▶ DIRECTIVE:
Copy every line of the listing below without any changes.

--- begin ENTRIES SHOWN ---

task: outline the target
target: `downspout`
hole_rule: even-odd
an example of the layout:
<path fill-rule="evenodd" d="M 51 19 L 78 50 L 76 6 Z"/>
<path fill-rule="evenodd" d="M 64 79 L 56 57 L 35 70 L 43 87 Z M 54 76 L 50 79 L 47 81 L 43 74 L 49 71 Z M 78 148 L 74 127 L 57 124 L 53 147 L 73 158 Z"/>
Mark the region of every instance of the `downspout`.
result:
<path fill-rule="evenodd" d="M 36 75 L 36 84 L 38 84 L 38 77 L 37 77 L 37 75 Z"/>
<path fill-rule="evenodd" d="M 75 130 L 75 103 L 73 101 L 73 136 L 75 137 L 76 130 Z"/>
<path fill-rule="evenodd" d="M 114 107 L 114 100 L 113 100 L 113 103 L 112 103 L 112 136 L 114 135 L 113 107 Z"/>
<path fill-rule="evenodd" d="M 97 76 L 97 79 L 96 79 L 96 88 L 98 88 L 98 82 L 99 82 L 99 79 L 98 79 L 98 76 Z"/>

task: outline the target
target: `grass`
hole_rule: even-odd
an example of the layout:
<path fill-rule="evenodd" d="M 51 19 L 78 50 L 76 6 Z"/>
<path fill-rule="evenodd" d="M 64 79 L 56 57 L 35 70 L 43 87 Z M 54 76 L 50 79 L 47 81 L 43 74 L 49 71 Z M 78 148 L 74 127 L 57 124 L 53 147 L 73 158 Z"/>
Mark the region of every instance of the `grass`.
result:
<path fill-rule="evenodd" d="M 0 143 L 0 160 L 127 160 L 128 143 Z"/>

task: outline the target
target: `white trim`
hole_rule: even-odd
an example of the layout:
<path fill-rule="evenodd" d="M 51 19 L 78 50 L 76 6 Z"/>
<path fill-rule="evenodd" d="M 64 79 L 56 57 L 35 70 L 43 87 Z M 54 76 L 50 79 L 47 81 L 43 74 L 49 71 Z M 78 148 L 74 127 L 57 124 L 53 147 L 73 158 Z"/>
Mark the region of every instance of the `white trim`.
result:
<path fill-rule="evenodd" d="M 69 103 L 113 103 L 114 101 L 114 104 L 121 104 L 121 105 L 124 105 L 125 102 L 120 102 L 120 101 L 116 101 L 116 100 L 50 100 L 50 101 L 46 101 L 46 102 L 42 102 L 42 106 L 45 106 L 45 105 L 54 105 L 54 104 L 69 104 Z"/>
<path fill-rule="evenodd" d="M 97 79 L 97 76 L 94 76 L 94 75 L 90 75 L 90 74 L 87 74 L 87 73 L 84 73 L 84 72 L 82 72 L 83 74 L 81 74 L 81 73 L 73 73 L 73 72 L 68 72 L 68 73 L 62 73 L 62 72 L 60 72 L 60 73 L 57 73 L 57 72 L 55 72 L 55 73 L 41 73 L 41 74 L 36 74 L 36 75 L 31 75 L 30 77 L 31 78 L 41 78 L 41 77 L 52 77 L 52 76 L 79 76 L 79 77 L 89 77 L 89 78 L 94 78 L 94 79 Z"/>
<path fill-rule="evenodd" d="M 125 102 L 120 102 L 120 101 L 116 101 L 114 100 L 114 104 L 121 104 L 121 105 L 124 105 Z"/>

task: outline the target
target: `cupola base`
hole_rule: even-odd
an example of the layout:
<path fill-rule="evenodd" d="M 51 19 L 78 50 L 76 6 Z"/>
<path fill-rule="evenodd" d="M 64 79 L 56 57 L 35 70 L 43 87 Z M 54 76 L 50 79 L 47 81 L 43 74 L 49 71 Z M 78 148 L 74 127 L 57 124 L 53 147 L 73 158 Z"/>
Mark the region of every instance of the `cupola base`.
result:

--- end ENTRIES SHOWN ---

▶ FINAL RESULT:
task: outline the target
target: `downspout`
hole_rule: even-odd
an example of the layout:
<path fill-rule="evenodd" d="M 51 19 L 78 50 L 76 6 Z"/>
<path fill-rule="evenodd" d="M 64 79 L 56 57 L 35 70 L 43 87 Z M 54 76 L 50 79 L 47 81 L 43 74 L 49 71 Z M 78 148 L 74 127 L 57 124 L 53 147 L 73 158 Z"/>
Mark the region of every instance of the `downspout`.
result:
<path fill-rule="evenodd" d="M 36 75 L 36 84 L 38 84 L 38 77 L 37 77 L 37 75 Z"/>
<path fill-rule="evenodd" d="M 75 130 L 75 103 L 73 101 L 73 136 L 75 137 L 76 130 Z"/>
<path fill-rule="evenodd" d="M 114 107 L 114 100 L 113 100 L 113 103 L 112 103 L 112 136 L 114 135 L 113 107 Z"/>
<path fill-rule="evenodd" d="M 97 76 L 97 79 L 96 79 L 96 88 L 98 88 L 98 82 L 99 82 L 99 79 L 98 79 L 98 76 Z"/>

task: outline the target
target: `grass`
hole_rule: even-odd
an example of the layout:
<path fill-rule="evenodd" d="M 51 19 L 78 50 L 76 6 Z"/>
<path fill-rule="evenodd" d="M 64 79 L 56 57 L 35 70 L 43 87 Z M 54 76 L 50 79 L 47 81 L 43 74 L 49 71 Z M 78 148 L 74 127 L 57 124 L 53 147 L 73 158 Z"/>
Mark the region of every instance of the `grass`.
result:
<path fill-rule="evenodd" d="M 0 143 L 0 160 L 127 160 L 128 143 Z"/>

task: outline the target
target: `white trim`
hole_rule: even-odd
an example of the layout:
<path fill-rule="evenodd" d="M 51 19 L 78 50 L 76 6 Z"/>
<path fill-rule="evenodd" d="M 64 79 L 56 57 L 35 70 L 43 87 Z M 54 76 L 50 79 L 47 81 L 43 74 L 49 71 Z M 78 148 L 74 127 L 57 124 L 53 147 L 73 158 Z"/>
Mark the region of every instance of the `white trim`.
result:
<path fill-rule="evenodd" d="M 69 103 L 113 103 L 114 101 L 114 104 L 121 104 L 121 105 L 124 105 L 125 102 L 120 102 L 120 101 L 116 101 L 116 100 L 50 100 L 50 101 L 46 101 L 46 102 L 42 102 L 42 106 L 45 106 L 45 105 L 54 105 L 54 104 L 69 104 Z"/>
<path fill-rule="evenodd" d="M 97 79 L 97 76 L 94 76 L 94 75 L 90 75 L 90 74 L 87 74 L 87 73 L 84 73 L 84 72 L 82 72 L 83 74 L 81 74 L 81 73 L 73 73 L 73 72 L 68 72 L 68 73 L 62 73 L 62 72 L 60 72 L 60 73 L 57 73 L 57 72 L 55 72 L 55 73 L 41 73 L 41 74 L 36 74 L 36 75 L 31 75 L 30 77 L 31 78 L 41 78 L 41 77 L 52 77 L 52 76 L 79 76 L 79 77 L 89 77 L 89 78 L 94 78 L 94 79 Z"/>
<path fill-rule="evenodd" d="M 125 102 L 120 102 L 120 101 L 116 101 L 114 100 L 114 104 L 121 104 L 121 105 L 124 105 Z"/>

task: outline the target
target: `cupola base`
hole_rule: even-odd
an example of the layout:
<path fill-rule="evenodd" d="M 51 19 L 78 50 L 76 6 Z"/>
<path fill-rule="evenodd" d="M 64 79 L 56 57 L 35 70 L 43 87 Z M 54 76 L 50 79 L 47 81 L 43 74 L 49 71 Z M 78 148 L 74 127 L 57 124 L 53 147 L 73 158 Z"/>
Mark the region of every instance of the `cupola base`.
result:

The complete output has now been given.